The path is set now and “digital and green are the two directions to go in”, he added. The construction industry must therefore transform to become sustainable, investing in technology and adopting environment-friendly, recyclable, innovative materials as well as new building and waste management methods. 

“It will need to make an extra effort, more than other industries, in order to change people’s perception,” Moedas continued. “The key to successful innovation is to bring people from outside the industry to bring new ideas and a fresh perspective. So far it’s been the researchers, the labs and the engineers that have brought about change rather than industry leaders.”

There are good examples of smart projects in cities such as Copenhagen or Grenoble and it would be beneficial to “bring together all the individual examples of innovation in different European cities”, added Moedas. 

‘The merging of the digital and physical world has become inevitable now and in 10 years we’ll realise how beneficial that was.’

Carlos Moedas, Calouste Gulbenkian Foundation

In Portugal tech start-up Veniam has set up a ‘living laboratory’ in Porto, under which more than 600 vehicles are monitored daily so that urban planning can be improved. 

The pandemic has accelerated and even forced the adoption of digital solutions in schools, universities and hospitals as well as in the work environment, which had been resisted for years.
----
Exercise directions ::
Copy the passage on construction and digital change, beginning at the words "There are good" and stopping after "resisted for years.", and swap "vehicles" for "cars". The material after this is separate from the passage.

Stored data
----
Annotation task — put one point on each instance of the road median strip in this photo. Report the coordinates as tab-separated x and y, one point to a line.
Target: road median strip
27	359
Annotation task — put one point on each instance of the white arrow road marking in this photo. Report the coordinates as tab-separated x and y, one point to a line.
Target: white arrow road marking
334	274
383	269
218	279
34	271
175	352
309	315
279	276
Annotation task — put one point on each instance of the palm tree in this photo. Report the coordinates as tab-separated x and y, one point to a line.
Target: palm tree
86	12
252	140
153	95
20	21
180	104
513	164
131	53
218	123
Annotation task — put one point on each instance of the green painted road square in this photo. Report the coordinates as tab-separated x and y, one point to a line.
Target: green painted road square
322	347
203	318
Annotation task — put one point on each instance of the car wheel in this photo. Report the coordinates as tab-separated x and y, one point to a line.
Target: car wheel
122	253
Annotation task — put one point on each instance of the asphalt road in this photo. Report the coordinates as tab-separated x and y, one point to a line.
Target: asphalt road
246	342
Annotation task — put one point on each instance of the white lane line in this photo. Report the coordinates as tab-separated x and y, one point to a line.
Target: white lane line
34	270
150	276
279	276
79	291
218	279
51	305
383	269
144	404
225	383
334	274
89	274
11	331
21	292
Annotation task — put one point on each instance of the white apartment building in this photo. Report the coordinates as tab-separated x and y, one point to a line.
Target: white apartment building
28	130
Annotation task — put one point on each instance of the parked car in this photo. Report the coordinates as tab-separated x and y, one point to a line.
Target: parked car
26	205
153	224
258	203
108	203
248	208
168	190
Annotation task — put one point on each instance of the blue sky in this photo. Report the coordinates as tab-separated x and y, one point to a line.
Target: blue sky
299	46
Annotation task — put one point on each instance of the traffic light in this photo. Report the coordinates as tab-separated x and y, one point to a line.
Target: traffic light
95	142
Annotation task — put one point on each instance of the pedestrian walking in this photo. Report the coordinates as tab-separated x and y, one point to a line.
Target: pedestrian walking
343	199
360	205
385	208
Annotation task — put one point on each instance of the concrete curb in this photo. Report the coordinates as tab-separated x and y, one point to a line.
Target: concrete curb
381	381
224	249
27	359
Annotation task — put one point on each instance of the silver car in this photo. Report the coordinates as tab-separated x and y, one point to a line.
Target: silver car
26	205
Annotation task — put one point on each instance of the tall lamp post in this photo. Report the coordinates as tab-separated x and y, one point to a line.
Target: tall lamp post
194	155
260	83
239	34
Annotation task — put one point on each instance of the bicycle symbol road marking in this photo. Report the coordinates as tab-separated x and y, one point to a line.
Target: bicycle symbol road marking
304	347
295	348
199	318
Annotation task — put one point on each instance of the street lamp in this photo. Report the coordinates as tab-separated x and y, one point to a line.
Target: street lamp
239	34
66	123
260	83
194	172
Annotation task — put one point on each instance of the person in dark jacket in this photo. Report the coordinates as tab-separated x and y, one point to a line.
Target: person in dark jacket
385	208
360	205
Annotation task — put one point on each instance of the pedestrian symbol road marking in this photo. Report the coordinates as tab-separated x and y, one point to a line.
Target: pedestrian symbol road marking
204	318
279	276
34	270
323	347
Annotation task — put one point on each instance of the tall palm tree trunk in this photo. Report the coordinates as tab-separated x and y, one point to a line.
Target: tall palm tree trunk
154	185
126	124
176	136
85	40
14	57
----
Result ::
There are good examples of smart projects in cities such as Copenhagen or Grenoble and it would be beneficial to “bring together all the individual examples of innovation in different European cities”, added Moedas. 

‘The merging of the digital and physical world has become inevitable now and in 10 years we’ll realise how beneficial that was.’

Carlos Moedas, Calouste Gulbenkian Foundation

In Portugal tech start-up Veniam has set up a ‘living laboratory’ in Porto, under which more than 600 cars are monitored daily so that urban planning can be improved. 

The pandemic has accelerated and even forced the adoption of digital solutions in schools, universities and hospitals as well as in the work environment, which had been resisted for years.